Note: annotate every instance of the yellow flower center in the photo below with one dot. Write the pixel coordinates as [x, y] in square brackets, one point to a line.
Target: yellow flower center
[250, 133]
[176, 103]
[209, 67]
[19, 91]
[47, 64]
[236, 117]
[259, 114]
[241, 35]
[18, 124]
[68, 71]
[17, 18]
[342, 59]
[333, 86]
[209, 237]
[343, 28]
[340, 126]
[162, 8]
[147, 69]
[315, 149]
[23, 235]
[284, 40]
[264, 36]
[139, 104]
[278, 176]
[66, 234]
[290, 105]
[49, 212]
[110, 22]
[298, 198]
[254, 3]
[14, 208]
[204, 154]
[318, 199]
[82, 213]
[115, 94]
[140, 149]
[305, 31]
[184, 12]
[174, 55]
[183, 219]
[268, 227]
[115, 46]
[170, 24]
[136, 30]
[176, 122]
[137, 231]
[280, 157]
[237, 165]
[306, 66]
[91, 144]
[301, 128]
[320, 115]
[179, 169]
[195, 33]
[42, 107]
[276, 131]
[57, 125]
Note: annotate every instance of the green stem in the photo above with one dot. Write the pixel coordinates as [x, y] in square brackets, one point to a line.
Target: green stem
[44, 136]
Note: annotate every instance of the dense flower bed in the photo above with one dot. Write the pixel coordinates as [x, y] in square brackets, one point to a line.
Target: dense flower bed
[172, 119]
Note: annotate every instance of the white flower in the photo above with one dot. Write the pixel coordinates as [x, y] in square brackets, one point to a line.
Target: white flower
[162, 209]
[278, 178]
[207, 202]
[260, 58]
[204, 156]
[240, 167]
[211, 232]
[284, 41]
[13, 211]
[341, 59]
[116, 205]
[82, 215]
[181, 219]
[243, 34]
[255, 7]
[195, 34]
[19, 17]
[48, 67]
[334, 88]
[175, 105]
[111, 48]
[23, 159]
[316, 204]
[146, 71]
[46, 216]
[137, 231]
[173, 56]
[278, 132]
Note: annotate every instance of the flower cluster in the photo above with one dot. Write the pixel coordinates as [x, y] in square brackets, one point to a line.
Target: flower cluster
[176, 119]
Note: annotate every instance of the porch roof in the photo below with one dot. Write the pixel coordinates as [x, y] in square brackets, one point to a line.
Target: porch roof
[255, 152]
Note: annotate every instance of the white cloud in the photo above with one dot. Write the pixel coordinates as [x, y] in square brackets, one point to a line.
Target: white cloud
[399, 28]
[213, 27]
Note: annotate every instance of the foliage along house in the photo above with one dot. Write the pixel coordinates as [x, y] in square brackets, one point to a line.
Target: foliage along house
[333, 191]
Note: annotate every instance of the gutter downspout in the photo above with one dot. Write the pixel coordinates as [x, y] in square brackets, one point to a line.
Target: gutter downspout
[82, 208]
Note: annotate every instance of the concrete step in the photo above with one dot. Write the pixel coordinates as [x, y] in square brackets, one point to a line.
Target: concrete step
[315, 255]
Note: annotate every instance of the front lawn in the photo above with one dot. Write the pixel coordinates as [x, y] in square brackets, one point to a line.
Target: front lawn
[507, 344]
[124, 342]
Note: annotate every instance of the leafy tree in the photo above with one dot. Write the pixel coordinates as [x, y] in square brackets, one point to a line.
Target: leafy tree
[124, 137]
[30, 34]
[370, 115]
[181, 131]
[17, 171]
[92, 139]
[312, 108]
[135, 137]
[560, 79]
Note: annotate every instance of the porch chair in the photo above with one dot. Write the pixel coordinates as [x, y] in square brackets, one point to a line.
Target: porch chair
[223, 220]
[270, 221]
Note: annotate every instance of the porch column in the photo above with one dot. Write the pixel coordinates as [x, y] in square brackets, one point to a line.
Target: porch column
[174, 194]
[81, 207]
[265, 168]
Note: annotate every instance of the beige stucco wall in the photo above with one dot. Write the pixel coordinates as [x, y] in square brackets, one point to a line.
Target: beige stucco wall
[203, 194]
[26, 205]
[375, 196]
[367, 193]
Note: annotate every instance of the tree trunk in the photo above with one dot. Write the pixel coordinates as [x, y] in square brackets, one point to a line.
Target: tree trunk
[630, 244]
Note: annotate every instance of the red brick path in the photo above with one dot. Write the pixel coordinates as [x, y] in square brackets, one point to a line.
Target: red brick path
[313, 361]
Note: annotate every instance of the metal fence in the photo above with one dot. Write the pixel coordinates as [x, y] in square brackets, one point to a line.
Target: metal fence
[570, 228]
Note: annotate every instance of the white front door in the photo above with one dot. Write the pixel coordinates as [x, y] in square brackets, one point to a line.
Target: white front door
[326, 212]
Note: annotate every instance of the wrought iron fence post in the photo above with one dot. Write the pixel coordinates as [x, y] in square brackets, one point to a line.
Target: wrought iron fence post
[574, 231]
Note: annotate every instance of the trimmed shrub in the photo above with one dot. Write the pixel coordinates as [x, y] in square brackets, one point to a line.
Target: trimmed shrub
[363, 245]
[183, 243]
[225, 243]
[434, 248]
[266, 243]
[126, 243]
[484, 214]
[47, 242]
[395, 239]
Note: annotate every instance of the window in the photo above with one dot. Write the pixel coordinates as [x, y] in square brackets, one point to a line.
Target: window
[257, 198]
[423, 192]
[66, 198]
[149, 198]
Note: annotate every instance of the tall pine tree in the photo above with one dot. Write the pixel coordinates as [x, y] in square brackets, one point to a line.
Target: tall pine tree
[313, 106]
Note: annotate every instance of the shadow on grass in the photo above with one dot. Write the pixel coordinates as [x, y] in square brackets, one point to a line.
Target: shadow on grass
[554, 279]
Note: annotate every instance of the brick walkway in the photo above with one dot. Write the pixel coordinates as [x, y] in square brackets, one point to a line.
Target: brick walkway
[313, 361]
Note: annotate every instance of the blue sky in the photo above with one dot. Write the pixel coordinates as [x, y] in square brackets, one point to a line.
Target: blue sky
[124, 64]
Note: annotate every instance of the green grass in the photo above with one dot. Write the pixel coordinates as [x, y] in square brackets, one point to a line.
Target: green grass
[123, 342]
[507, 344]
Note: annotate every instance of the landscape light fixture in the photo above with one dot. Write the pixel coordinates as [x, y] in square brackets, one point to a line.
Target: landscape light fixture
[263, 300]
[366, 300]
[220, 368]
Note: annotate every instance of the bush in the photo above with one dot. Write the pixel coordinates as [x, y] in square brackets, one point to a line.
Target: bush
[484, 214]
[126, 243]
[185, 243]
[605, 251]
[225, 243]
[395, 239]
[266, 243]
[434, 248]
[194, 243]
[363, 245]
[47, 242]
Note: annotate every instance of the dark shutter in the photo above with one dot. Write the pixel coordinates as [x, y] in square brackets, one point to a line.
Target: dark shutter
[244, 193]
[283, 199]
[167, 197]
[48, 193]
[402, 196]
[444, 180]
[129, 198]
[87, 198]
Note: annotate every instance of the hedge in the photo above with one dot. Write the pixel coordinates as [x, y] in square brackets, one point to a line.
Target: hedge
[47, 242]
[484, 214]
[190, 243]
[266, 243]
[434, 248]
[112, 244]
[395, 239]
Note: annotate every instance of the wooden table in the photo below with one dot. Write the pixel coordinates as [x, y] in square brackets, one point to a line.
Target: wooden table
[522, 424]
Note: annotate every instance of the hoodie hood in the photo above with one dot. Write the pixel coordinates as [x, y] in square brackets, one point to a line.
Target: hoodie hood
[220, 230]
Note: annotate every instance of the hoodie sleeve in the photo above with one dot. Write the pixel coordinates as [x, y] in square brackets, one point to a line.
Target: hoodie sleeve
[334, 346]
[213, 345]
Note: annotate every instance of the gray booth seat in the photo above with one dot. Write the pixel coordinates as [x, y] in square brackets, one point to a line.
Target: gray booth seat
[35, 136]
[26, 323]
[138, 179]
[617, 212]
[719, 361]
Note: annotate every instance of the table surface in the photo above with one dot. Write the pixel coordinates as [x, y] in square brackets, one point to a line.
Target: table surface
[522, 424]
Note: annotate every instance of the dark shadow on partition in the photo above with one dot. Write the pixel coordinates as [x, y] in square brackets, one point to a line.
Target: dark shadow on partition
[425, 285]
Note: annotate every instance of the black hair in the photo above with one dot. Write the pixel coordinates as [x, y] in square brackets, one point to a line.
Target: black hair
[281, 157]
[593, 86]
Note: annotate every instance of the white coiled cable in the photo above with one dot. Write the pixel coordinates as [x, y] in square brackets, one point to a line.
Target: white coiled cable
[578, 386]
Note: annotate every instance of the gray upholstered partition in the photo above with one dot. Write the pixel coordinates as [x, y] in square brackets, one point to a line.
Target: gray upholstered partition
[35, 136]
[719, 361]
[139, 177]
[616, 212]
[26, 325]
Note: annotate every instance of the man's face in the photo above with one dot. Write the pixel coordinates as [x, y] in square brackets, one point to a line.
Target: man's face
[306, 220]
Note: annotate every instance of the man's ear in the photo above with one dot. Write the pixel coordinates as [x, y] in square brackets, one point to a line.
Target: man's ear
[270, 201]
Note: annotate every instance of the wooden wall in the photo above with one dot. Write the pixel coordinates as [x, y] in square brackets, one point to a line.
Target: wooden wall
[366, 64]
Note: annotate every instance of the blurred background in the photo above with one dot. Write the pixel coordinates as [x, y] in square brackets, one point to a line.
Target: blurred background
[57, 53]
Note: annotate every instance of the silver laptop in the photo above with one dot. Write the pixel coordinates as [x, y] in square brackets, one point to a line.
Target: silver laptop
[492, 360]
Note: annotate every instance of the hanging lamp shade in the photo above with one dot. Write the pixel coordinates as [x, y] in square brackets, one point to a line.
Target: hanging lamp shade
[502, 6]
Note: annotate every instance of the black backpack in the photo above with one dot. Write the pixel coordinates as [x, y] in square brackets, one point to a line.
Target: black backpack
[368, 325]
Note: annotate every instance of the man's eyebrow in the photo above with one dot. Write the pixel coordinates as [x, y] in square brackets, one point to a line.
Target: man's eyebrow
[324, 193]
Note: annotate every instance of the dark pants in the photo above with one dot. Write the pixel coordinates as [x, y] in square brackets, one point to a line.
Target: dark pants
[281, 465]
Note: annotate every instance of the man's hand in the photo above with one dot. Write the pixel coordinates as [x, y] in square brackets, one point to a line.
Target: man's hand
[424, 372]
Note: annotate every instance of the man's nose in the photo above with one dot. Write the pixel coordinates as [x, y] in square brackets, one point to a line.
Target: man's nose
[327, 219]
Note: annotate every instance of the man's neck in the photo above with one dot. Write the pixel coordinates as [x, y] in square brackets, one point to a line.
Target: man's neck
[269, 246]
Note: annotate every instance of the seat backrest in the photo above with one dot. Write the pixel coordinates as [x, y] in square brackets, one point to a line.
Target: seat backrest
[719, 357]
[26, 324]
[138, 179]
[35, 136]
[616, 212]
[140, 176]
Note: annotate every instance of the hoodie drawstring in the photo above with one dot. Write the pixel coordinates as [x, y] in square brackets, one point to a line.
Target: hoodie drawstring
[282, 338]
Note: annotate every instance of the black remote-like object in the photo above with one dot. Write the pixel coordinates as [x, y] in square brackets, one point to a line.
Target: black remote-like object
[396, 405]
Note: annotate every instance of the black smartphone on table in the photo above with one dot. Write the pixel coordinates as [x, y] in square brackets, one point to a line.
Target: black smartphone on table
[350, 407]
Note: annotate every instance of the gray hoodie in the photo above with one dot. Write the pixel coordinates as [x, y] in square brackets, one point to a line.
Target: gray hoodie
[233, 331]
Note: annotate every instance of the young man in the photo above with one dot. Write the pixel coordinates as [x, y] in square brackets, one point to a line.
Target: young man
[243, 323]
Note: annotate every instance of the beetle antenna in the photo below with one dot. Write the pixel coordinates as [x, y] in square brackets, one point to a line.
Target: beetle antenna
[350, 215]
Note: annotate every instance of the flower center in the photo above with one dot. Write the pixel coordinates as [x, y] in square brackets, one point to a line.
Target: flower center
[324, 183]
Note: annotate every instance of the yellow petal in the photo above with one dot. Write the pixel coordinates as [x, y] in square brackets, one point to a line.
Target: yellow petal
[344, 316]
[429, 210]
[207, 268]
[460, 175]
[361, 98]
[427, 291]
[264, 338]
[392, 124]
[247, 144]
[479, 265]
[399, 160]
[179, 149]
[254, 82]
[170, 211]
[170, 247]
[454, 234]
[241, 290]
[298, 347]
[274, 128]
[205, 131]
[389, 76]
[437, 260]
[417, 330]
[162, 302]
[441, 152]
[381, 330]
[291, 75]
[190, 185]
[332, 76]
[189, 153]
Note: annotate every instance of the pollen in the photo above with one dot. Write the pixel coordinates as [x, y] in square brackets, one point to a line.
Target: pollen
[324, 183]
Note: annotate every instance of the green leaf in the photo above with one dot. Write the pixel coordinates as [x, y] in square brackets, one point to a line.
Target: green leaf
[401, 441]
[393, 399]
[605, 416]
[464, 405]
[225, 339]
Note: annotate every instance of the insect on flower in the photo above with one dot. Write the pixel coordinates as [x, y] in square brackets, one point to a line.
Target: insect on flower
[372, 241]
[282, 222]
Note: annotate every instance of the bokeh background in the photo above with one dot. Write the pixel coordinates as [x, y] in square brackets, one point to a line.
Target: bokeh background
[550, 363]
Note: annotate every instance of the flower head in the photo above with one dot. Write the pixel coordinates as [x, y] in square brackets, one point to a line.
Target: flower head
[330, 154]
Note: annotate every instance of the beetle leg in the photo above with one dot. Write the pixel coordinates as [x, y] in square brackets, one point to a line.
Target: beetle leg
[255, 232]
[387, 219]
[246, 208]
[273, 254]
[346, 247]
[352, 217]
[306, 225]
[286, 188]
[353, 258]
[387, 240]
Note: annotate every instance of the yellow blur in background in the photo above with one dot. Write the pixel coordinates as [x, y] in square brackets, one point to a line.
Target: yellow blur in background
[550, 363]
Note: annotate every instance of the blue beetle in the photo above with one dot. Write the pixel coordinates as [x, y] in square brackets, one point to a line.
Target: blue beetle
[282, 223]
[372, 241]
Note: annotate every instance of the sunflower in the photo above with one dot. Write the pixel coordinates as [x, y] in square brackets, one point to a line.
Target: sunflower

» Problem to work on
From the records above, pick out and copy each line holding the word "below".

» Exercise result
Note: annotate every instance of the yellow flower center in the photo below with one dot. Write the pixel coordinates as [x, y] in square brackets, one point to a line.
Note: annotate every instance of the porch roof in the photo below with one dot. Write the pixel coordinates as [x, y] in square brackets, one point to a line.
Note: annotate every instance of the wooden table in the photo below with one dot. Write the pixel coordinates as [x, y] in square brackets, one point to a line.
Note: annotate every instance of the beetle antenna in the photo below with one dot. Write the pixel coordinates as [x, y] in square brackets, one point to a line.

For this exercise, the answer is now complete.